* Record set:
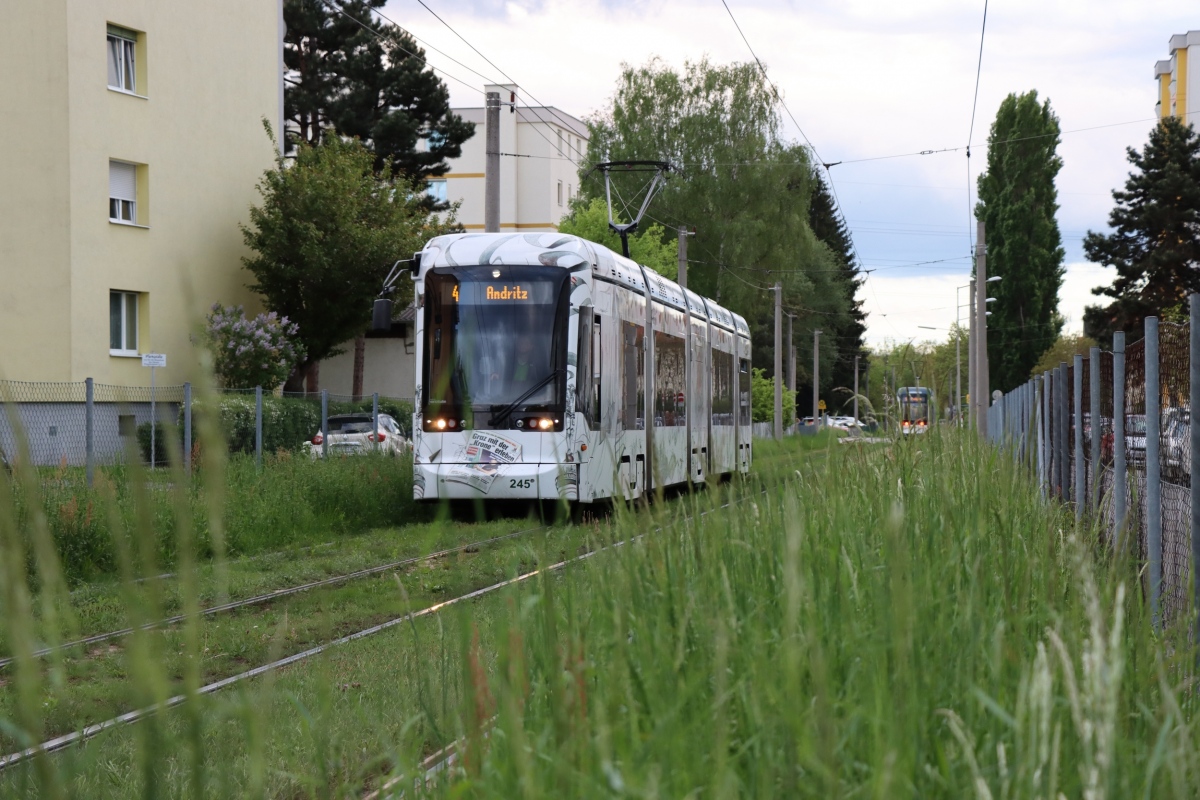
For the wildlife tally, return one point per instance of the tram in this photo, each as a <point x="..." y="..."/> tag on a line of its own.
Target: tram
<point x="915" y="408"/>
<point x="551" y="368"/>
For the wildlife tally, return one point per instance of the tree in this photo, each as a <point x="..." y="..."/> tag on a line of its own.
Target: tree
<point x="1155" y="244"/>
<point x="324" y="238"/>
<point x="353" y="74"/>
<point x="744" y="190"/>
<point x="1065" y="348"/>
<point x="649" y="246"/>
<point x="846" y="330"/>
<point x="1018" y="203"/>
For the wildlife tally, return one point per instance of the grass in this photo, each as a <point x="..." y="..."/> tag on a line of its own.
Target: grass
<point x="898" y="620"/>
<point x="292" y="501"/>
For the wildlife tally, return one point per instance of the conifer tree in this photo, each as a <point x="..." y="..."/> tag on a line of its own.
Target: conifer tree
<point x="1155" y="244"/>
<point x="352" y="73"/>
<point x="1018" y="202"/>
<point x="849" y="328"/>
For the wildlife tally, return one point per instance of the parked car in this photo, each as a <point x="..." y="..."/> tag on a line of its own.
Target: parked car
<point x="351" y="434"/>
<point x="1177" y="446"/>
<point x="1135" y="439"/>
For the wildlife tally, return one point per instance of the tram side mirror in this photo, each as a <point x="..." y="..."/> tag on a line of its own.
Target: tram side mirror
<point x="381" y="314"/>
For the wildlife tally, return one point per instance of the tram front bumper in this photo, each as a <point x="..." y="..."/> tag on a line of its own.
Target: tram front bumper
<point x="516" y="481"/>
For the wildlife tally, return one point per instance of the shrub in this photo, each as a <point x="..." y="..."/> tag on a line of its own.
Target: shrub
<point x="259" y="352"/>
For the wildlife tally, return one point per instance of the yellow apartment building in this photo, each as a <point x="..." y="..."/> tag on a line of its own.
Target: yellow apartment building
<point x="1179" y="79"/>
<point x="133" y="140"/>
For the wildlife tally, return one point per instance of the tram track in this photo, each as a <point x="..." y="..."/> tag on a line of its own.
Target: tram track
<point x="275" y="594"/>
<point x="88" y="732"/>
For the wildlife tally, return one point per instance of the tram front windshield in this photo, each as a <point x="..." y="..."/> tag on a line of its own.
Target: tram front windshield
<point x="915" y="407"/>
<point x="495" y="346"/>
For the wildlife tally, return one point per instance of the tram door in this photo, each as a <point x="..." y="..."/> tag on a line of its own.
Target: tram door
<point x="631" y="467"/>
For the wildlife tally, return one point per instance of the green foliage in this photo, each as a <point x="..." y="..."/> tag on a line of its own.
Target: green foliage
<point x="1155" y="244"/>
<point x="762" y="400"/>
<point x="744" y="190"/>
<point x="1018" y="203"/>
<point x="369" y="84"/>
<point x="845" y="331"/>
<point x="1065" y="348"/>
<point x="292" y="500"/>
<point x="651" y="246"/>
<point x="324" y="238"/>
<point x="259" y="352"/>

* What is needed: Arrange all the lines above into a Markdown table with the columns Number and Line. Skip blank lines and leave out the picture.

* Output for this task:
| Number | Line |
|---|---|
| 1 | For the wildlife tally, return one point per instance of the tram in this photo, each as a <point x="..." y="..."/> tag on a line of its own. |
| 2 | Target: tram |
| 3 | <point x="915" y="408"/> |
| 4 | <point x="551" y="368"/> |
| 5 | For the wildlife tally, return one point per instance of the tree in this photo, each as a <point x="..." y="..."/> tag on a line of its own. |
| 6 | Target: tree |
| 7 | <point x="1155" y="244"/> |
| 8 | <point x="324" y="238"/> |
| 9 | <point x="353" y="74"/> |
| 10 | <point x="744" y="190"/> |
| 11 | <point x="1065" y="348"/> |
| 12 | <point x="649" y="246"/> |
| 13 | <point x="846" y="330"/> |
| 14 | <point x="1018" y="203"/> |
| 15 | For the wildlife tally, return one point per instance of the grass in this photo, each as a <point x="..." y="..."/> tag on a line of its own. |
| 16 | Target: grass |
| 17 | <point x="898" y="620"/> |
| 18 | <point x="292" y="501"/> |
| 19 | For the wildlife tally, return one point per instance of the conifer tree in this photo, each as a <point x="..." y="..."/> tag on a line of its own. |
| 20 | Target: conifer tree |
| 21 | <point x="1155" y="244"/> |
| 22 | <point x="352" y="73"/> |
| 23 | <point x="1018" y="202"/> |
| 24 | <point x="849" y="328"/> |
| 25 | For the wildlife tally, return one point per instance of the parked car in this photo, each as a <point x="..." y="..."/> tag on a line of its own. |
| 26 | Target: parked car |
| 27 | <point x="351" y="434"/> |
| 28 | <point x="1177" y="446"/> |
| 29 | <point x="1135" y="439"/> |
| 30 | For the wildlife tally, return one point per instance of the tram side mirror in this photo, each as a <point x="..." y="..."/> tag on a line of its own. |
| 31 | Target: tram side mirror |
| 32 | <point x="381" y="314"/> |
| 33 | For the wildlife tally, return one point per instance of the tram front bumper in this photo, each as a <point x="..." y="..."/> tag on a line of its own. |
| 34 | Target: tram front bumper |
| 35 | <point x="516" y="481"/> |
| 36 | For the wildlife tally, return one point per instance of the shrub in this photo, each as a <point x="..." y="..."/> tag on a line of its own. |
| 37 | Target: shrub |
| 38 | <point x="259" y="352"/> |
| 39 | For the wildlife tally, return one point per instance of the yellow apartment building in this photo, each as a <point x="..." y="..."/> tag on a line of its own. |
| 40 | Target: yellow apartment building |
| 41 | <point x="1179" y="79"/> |
| 42 | <point x="133" y="140"/> |
| 43 | For the wildlife tally, return one point per instance of the tram track in this photo, each as a <point x="..." y="..."/> tag on a line of its own. |
| 44 | Target: tram track |
| 45 | <point x="275" y="594"/> |
| 46 | <point x="88" y="732"/> |
| 47 | For the wildlife tally, return one point per instance of the tram front windshield in this photo, each as a <point x="..." y="..."/> tag on a line of its own. |
| 48 | Target: tram front windshield |
| 49 | <point x="915" y="407"/> |
| 50 | <point x="495" y="346"/> |
| 51 | For the wildlife tally, return one point per instance of the tram door in this photo, each as a <point x="..." y="..."/> tag on a line of its own. |
| 52 | Target: tram door |
| 53 | <point x="631" y="467"/> |
| 54 | For the wildlife tally, return one point per instance of the green foliage in this photo, each as a <point x="..." y="..."/> tag on a line of its own. |
| 55 | Target: green foliage |
| 56 | <point x="1155" y="244"/> |
| 57 | <point x="762" y="400"/> |
| 58 | <point x="744" y="190"/> |
| 59 | <point x="1018" y="203"/> |
| 60 | <point x="369" y="84"/> |
| 61 | <point x="845" y="331"/> |
| 62 | <point x="1065" y="348"/> |
| 63 | <point x="292" y="500"/> |
| 64 | <point x="651" y="246"/> |
| 65 | <point x="324" y="238"/> |
| 66 | <point x="259" y="352"/> |